■ **Document extract**:
====
> There were two others on this thread, but I was interrupted by a
> 'work break' so I hit the 'D' key.
>
> In the case of:
>
> a = b + c + f(d);
>
> ... f(d) must be evaluated first because of the precedence
> of the () operator.
Eh? Precedence is just a parsing issue whose purpose is to save
parentheses.
> It is important to understand what f(d) really means. It
> means to evaluate 'd' using an object called 'f'. F is not
> necessarily a function. It could be a macro.
>
> The closing of a parenthesis means "evaluate the objects
> between the opening and closing parenthesis". In some texts,
> "()" is called the evaluation operator. Each time an
> evaluation operation is complete, a sequence-point is
> established. This is the only reason why objects are
> evaluated before a function is called. The "()" operator
> forces this.
No, no, no. As it happens, the precedence of function application in c is
not very important, and is only required to distinguish between a+b(c)
====
■ **Record excerpts**:

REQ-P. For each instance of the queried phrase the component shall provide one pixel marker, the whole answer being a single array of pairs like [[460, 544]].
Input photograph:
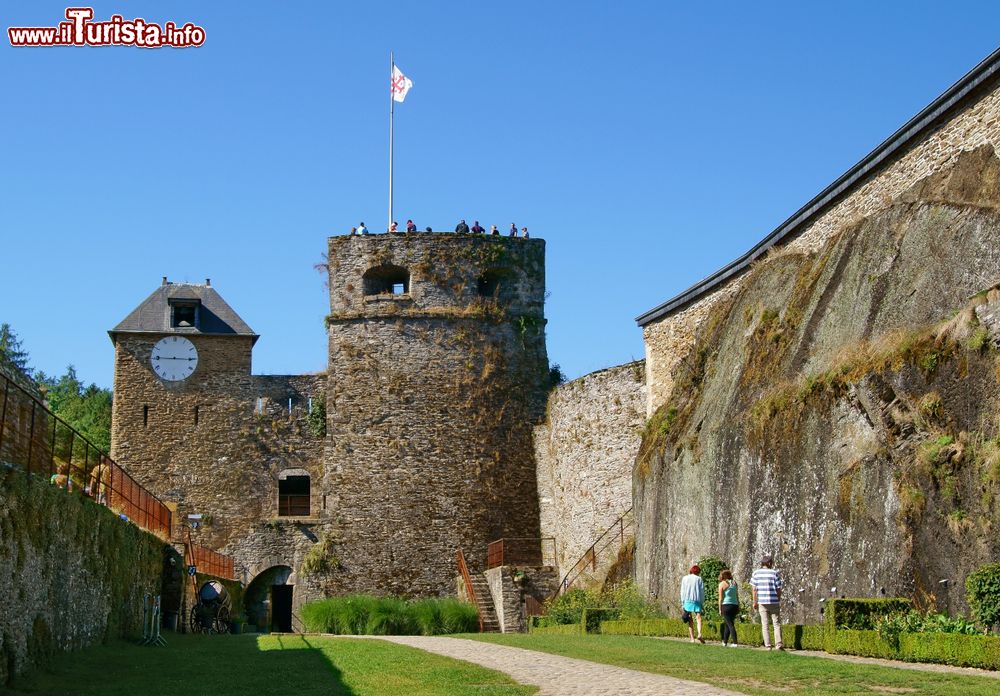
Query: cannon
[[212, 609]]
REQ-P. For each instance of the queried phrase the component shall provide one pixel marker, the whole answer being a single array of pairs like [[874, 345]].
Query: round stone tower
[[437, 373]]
====
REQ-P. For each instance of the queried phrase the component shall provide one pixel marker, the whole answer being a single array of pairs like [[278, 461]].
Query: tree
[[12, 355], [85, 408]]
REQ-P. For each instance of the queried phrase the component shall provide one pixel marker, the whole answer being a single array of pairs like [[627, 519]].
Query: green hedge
====
In two sentences, summarize the forum excerpt above about evaluation order in C.

■ **Answer below**: One quoted poster argues that in "a = b + c + f(d);" the call f(d) must be evaluated first because of the precedence of the "()" operator, which some texts call the evaluation operator and which the poster says establishes a sequence point each time an evaluation completes. The reply rejects this, describing precedence as merely a parsing matter meant to save parentheses and stating that the precedence of function application in C is not very important.